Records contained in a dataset
★ ★ ★ ★
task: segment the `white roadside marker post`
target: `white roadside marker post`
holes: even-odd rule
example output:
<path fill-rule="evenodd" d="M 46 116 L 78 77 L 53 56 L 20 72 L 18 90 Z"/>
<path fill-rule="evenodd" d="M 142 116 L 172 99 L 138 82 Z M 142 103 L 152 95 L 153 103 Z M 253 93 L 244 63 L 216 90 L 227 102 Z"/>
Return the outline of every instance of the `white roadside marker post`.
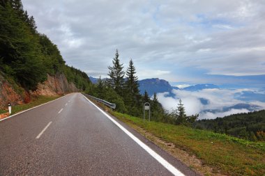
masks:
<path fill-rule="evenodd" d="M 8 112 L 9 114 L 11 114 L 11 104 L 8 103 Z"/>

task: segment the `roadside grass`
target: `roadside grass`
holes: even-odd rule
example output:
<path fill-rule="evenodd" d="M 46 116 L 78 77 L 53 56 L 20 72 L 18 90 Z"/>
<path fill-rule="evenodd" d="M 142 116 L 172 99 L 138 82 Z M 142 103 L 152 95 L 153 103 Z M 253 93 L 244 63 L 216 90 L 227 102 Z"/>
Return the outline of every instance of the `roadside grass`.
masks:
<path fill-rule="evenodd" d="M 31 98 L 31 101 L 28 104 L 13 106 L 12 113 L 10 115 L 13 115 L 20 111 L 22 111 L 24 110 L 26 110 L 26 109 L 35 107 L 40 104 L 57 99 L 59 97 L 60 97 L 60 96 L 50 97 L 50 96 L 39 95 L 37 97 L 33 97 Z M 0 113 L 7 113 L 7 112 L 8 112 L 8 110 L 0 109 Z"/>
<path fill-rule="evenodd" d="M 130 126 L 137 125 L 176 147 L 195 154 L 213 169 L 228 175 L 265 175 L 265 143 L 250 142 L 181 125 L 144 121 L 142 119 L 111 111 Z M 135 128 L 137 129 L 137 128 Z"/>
★ ★ ★ ★
Return every line of the records exactly as given, pictures excluded.

→ **THE SOLUTION**
task: segment the `white roadside marker post`
target: `white roadside marker post`
holes: even-odd rule
example output:
<path fill-rule="evenodd" d="M 46 116 L 78 77 L 53 56 L 20 72 L 18 90 Z"/>
<path fill-rule="evenodd" d="M 142 116 L 172 99 L 138 82 Z M 142 103 L 152 95 L 153 103 Z M 253 93 L 244 63 L 216 90 L 227 102 Z"/>
Return the outline of every instance of the `white roadside marker post`.
masks:
<path fill-rule="evenodd" d="M 8 112 L 9 114 L 11 114 L 11 104 L 8 103 Z"/>

task: segment the `roadside grass`
target: `roadside grass`
holes: even-odd rule
example output:
<path fill-rule="evenodd" d="M 46 116 L 78 77 L 53 56 L 20 72 L 18 90 Z"/>
<path fill-rule="evenodd" d="M 142 116 L 172 99 L 138 82 Z M 142 103 L 152 95 L 153 103 Z M 253 93 L 244 63 L 216 90 L 227 102 Z"/>
Return the outline of every instance of the `roadside grass`.
masks:
<path fill-rule="evenodd" d="M 31 98 L 31 101 L 28 104 L 13 106 L 12 113 L 10 115 L 13 115 L 20 111 L 22 111 L 24 110 L 26 110 L 26 109 L 35 107 L 40 104 L 57 99 L 59 97 L 60 97 L 60 96 L 50 97 L 50 96 L 39 95 L 37 97 L 33 97 Z M 0 113 L 7 113 L 7 112 L 8 112 L 8 110 L 0 109 Z"/>
<path fill-rule="evenodd" d="M 130 126 L 137 125 L 176 147 L 195 154 L 213 169 L 228 175 L 265 175 L 265 143 L 250 142 L 181 125 L 144 121 L 142 119 L 111 111 Z M 135 128 L 137 129 L 137 128 Z"/>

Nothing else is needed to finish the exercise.